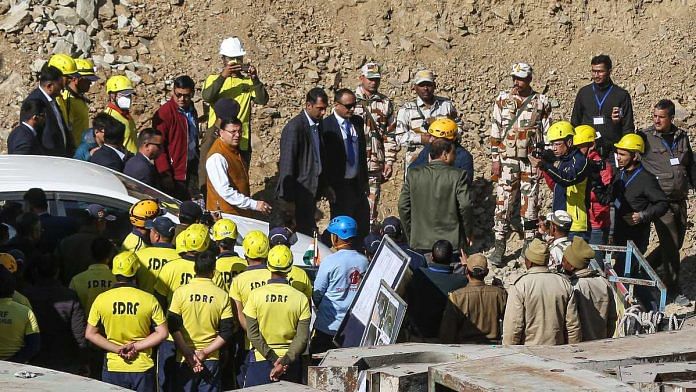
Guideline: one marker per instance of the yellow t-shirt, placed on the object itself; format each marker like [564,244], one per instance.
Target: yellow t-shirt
[152,259]
[77,112]
[201,305]
[131,135]
[16,322]
[278,307]
[229,267]
[126,314]
[242,91]
[89,284]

*-*-*

> _EXERCISE OBJECTIVE_: Each entry is to be returned as it stands, and each picture is to be left out.

> _SOLUTION TO THIS TASK_:
Guideline: one marker per instance of the yellow t-shirt, placed on the object itself; format each marker like [564,244], one per instance.
Target: yellow t-shirt
[152,259]
[77,112]
[201,305]
[131,135]
[16,322]
[278,307]
[229,267]
[126,314]
[242,91]
[89,284]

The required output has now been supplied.